→ REQUIREMENT: Reproduce the rows below word for word, from the start of the rows through the line that contains "x=168, y=124", with both ends included. Leave the pictures out of your answer.

##### WORKING DATA

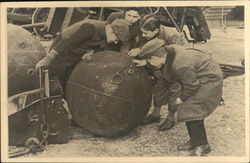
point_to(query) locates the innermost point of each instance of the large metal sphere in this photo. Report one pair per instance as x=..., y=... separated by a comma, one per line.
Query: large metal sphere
x=24, y=51
x=107, y=94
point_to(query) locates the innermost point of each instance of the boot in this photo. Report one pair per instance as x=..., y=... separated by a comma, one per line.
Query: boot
x=201, y=150
x=185, y=147
x=169, y=123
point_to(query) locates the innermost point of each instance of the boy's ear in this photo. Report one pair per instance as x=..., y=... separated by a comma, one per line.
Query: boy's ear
x=156, y=30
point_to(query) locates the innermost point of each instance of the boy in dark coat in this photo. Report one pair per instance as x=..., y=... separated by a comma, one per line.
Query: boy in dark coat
x=152, y=29
x=201, y=80
x=80, y=39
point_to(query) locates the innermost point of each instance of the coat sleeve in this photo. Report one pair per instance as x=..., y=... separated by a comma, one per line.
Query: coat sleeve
x=188, y=79
x=82, y=34
x=177, y=39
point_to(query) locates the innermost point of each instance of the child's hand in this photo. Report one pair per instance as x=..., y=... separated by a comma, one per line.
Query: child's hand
x=139, y=63
x=134, y=52
x=179, y=101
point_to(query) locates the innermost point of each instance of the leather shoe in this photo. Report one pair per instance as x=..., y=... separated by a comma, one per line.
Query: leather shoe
x=201, y=150
x=185, y=147
x=151, y=119
x=168, y=124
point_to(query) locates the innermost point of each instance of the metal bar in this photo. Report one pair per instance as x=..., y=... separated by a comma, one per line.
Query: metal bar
x=101, y=17
x=33, y=25
x=172, y=20
x=183, y=19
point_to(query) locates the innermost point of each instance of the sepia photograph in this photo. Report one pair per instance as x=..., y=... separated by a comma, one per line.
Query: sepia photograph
x=143, y=81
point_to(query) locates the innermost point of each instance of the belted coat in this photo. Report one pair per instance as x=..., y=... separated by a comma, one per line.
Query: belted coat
x=197, y=79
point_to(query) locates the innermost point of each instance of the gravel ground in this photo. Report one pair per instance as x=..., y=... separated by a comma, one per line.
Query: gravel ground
x=225, y=127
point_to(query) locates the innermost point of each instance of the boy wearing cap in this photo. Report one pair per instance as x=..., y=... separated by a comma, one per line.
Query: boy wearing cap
x=132, y=16
x=201, y=81
x=77, y=40
x=152, y=29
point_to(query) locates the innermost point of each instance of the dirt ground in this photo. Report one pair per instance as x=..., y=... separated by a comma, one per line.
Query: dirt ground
x=225, y=127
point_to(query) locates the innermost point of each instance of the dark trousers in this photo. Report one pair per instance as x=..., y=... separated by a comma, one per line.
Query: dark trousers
x=197, y=132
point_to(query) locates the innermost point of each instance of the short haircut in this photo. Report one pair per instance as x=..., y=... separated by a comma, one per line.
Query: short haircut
x=151, y=24
x=138, y=9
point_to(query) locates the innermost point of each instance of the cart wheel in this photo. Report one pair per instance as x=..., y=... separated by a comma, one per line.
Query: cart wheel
x=32, y=142
x=152, y=10
x=40, y=15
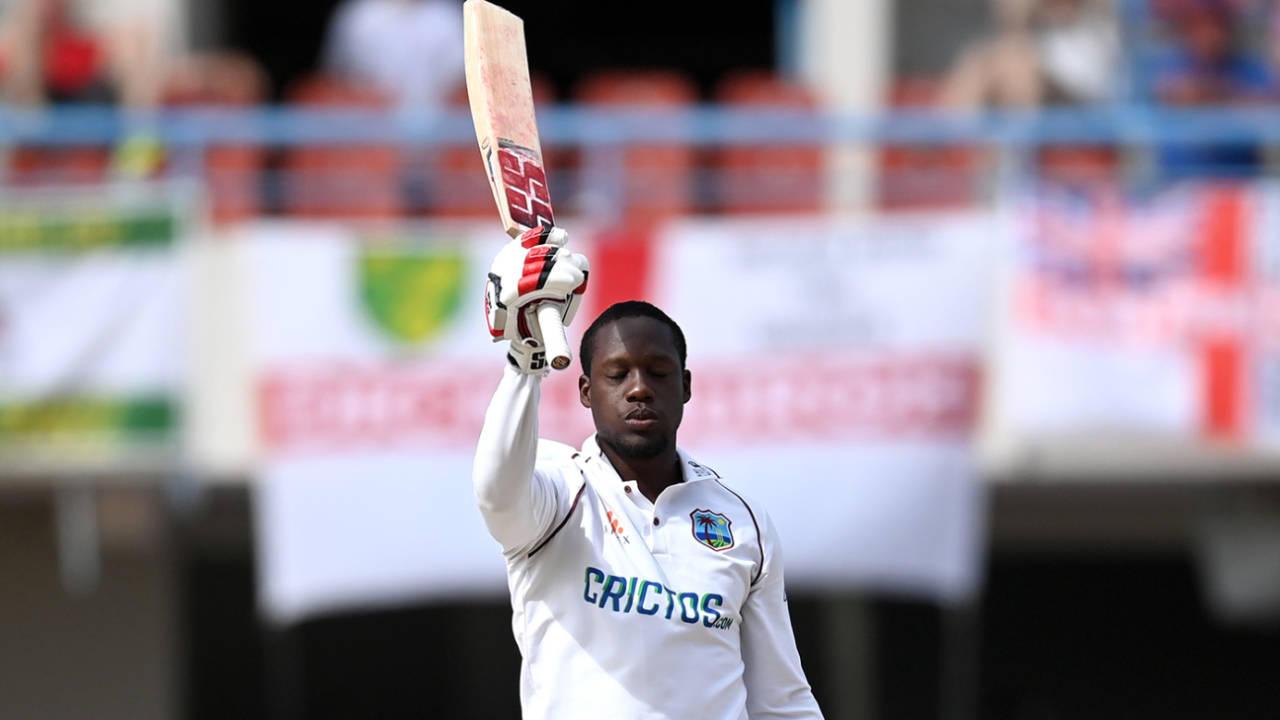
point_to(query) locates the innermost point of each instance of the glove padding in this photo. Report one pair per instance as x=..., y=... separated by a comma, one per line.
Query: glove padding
x=529, y=354
x=530, y=269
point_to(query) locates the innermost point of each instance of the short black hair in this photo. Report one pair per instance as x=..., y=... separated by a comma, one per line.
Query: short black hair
x=629, y=309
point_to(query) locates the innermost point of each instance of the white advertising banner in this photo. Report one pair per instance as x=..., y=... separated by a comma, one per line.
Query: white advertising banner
x=91, y=335
x=835, y=381
x=1132, y=319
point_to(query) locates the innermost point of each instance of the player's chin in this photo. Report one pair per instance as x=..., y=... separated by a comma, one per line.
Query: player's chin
x=640, y=446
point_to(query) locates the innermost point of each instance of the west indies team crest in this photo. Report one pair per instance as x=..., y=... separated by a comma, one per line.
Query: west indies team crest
x=713, y=529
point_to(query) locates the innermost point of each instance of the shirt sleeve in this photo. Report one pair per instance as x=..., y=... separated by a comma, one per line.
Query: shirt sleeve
x=519, y=501
x=776, y=686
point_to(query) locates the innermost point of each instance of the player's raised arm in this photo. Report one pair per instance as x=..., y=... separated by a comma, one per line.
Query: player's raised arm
x=519, y=504
x=776, y=684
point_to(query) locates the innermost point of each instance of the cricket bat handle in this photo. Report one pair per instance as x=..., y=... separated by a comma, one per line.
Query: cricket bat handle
x=553, y=335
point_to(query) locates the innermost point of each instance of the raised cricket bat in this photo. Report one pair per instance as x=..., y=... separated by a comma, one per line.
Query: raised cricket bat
x=502, y=108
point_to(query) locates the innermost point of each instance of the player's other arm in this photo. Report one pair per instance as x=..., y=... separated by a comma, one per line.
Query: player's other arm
x=519, y=502
x=776, y=686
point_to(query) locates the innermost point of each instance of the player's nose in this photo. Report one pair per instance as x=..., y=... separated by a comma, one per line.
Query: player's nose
x=638, y=388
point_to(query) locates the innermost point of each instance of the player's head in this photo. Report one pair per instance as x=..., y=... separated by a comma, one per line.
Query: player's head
x=634, y=378
x=629, y=309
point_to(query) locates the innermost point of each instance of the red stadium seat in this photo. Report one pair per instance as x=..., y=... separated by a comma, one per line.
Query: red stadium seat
x=233, y=173
x=338, y=180
x=915, y=177
x=653, y=181
x=39, y=165
x=768, y=178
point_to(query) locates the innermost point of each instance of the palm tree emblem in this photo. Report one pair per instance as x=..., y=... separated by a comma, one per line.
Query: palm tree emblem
x=712, y=529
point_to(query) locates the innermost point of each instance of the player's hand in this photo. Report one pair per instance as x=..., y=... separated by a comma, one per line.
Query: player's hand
x=529, y=270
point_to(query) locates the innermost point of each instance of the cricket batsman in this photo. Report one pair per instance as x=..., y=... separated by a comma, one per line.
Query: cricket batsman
x=641, y=584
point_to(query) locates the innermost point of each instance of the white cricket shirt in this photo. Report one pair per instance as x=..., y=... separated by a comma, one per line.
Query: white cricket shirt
x=625, y=609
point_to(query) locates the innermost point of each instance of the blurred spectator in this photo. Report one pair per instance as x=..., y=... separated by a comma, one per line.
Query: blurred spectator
x=1002, y=69
x=1206, y=64
x=1041, y=51
x=95, y=51
x=48, y=54
x=410, y=50
x=88, y=50
x=1079, y=50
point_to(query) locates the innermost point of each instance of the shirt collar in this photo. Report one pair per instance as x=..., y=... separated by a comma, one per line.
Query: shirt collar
x=690, y=470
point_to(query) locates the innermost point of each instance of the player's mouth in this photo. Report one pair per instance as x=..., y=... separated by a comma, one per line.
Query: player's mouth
x=641, y=419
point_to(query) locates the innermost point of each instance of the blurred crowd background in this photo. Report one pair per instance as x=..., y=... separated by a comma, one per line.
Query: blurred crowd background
x=1047, y=231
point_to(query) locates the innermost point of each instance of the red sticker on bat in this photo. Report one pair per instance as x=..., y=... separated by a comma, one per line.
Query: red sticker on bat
x=528, y=196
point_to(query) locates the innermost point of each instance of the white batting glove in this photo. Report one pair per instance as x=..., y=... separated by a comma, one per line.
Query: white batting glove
x=528, y=354
x=528, y=270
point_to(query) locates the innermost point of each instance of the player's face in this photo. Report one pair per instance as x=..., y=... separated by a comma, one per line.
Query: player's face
x=636, y=390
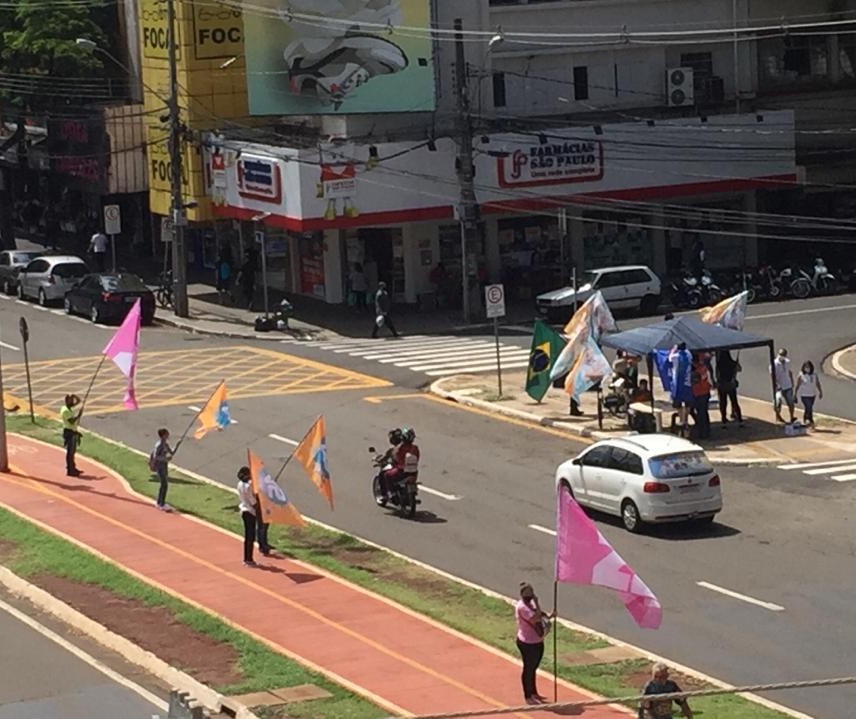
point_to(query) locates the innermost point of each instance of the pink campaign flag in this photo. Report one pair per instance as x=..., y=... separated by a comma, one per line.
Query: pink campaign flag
x=583, y=556
x=122, y=349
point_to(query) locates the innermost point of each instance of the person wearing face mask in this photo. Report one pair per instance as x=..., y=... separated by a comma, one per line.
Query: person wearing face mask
x=532, y=625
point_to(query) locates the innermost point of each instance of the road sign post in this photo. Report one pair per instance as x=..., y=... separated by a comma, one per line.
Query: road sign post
x=494, y=300
x=113, y=227
x=25, y=337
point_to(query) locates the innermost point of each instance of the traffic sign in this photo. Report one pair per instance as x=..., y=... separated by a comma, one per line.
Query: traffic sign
x=494, y=299
x=166, y=229
x=112, y=220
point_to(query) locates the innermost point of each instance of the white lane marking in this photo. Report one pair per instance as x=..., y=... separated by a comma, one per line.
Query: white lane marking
x=809, y=465
x=438, y=493
x=742, y=597
x=830, y=470
x=194, y=408
x=814, y=311
x=479, y=368
x=543, y=530
x=151, y=698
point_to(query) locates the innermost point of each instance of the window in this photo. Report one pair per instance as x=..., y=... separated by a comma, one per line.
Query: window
x=499, y=89
x=625, y=461
x=581, y=83
x=597, y=457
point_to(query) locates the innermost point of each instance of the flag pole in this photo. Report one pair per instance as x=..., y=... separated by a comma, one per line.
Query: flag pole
x=89, y=388
x=288, y=459
x=195, y=417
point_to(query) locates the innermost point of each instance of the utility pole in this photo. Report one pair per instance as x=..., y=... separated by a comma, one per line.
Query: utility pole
x=468, y=209
x=179, y=219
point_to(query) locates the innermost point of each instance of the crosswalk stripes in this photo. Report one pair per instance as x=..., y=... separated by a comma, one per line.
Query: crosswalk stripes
x=839, y=470
x=433, y=355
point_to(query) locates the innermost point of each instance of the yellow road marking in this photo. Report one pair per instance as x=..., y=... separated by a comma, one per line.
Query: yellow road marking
x=182, y=377
x=29, y=482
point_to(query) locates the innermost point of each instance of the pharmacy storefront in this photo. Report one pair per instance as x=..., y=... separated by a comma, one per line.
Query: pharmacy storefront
x=629, y=193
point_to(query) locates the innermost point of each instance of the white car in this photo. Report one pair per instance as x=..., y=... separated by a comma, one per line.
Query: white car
x=633, y=287
x=644, y=478
x=47, y=279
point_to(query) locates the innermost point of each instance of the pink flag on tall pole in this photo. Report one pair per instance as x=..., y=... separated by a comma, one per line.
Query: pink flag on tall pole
x=123, y=348
x=583, y=556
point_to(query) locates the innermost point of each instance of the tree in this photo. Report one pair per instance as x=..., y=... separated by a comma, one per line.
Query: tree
x=43, y=67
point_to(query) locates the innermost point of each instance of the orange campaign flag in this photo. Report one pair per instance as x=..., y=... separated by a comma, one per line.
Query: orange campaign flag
x=215, y=413
x=312, y=454
x=274, y=506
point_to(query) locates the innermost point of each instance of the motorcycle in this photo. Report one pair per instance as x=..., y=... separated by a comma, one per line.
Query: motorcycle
x=402, y=492
x=822, y=281
x=686, y=292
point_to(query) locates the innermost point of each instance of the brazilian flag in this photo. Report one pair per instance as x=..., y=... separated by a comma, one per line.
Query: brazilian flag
x=546, y=345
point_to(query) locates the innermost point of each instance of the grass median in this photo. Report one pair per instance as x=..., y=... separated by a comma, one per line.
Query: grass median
x=467, y=610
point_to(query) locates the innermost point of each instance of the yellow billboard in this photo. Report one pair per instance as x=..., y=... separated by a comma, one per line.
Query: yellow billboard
x=208, y=34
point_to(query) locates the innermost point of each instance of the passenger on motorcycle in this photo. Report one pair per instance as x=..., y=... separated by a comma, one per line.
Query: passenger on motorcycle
x=405, y=460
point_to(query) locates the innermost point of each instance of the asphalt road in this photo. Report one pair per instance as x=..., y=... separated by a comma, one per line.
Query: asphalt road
x=41, y=680
x=783, y=538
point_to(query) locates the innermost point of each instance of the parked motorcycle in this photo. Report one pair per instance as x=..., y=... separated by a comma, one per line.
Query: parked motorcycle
x=402, y=492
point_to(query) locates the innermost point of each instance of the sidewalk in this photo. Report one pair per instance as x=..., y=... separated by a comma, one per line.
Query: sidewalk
x=760, y=441
x=402, y=661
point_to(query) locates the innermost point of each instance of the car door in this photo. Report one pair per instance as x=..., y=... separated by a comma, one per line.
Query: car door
x=625, y=468
x=593, y=465
x=609, y=284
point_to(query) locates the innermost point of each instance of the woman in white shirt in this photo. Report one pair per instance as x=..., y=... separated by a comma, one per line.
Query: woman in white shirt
x=808, y=390
x=247, y=507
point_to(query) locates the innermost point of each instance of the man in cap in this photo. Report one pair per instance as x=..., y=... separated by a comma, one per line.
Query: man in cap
x=70, y=432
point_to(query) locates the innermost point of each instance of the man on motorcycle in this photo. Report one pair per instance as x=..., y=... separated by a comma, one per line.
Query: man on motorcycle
x=405, y=460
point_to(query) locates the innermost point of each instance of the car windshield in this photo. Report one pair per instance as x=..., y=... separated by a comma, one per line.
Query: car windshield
x=23, y=258
x=122, y=283
x=680, y=464
x=70, y=270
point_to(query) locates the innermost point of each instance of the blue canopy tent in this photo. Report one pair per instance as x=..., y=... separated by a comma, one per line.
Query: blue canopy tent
x=697, y=335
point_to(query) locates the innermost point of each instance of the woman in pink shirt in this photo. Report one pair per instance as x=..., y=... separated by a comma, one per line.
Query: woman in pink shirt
x=532, y=625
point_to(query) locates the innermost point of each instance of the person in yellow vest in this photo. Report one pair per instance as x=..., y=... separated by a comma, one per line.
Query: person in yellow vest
x=70, y=432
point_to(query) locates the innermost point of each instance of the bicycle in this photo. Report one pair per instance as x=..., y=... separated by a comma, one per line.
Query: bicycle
x=163, y=294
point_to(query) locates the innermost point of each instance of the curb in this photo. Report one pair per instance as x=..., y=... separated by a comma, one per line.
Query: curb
x=127, y=649
x=583, y=432
x=835, y=361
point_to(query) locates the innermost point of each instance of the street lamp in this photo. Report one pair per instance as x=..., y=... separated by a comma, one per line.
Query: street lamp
x=177, y=209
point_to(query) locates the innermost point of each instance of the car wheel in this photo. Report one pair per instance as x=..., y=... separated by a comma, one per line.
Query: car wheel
x=649, y=305
x=630, y=516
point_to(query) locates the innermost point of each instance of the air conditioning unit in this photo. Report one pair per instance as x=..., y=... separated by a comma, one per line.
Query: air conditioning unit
x=679, y=87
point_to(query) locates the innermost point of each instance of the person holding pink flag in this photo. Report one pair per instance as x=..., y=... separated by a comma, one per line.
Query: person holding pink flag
x=583, y=556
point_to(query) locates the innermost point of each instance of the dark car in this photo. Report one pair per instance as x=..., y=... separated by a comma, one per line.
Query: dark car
x=106, y=297
x=11, y=263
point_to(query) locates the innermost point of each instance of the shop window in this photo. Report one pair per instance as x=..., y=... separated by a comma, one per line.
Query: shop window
x=581, y=82
x=499, y=89
x=792, y=60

##########

→ EXERCISE RESULT:
point_to(query) locates the innermost point of each instance of the large metal sphere in this photo. Report one pair per instance as x=..., y=... separated by a comma, one per line.
Query: large metal sphere
x=24, y=51
x=107, y=94
point_to(query) locates the innermost point of each instance of the boot in this photo. Report one pair per instance as x=..., y=... separated by a comma, one per line.
Query: boot
x=201, y=150
x=185, y=147
x=169, y=123
point_to(query) locates the innermost point of each instance of the boy's ear in this photo. Report one pair per instance as x=..., y=... separated by a comma, one per line.
Query: boy's ear
x=156, y=30
point_to(query) locates the innermost point of each instance of the boy in dark coat in this photo. Report one pair per instance as x=..., y=... separated by a comma, one per line.
Query: boy in dark coat
x=152, y=29
x=201, y=80
x=80, y=39
point_to(query) locates the innermost point of each instance of the coat sleeve in this photo. Report one pair per instance as x=..., y=... separated by a comma, one per line.
Query: coat sleeve
x=188, y=79
x=82, y=34
x=177, y=39
point_to(query) locates the innermost point of each instance of the child's hand in this photo. Report one pair per instance as x=..., y=... separated by a comma, one per line.
Query: child's hand
x=139, y=63
x=134, y=52
x=179, y=101
point_to(query) locates the innermost point of each instance of the leather shoe in this photo. Report one pair per instance as x=..., y=... separated by a comma, one per line.
Query: leather shoe
x=201, y=150
x=185, y=147
x=151, y=119
x=168, y=124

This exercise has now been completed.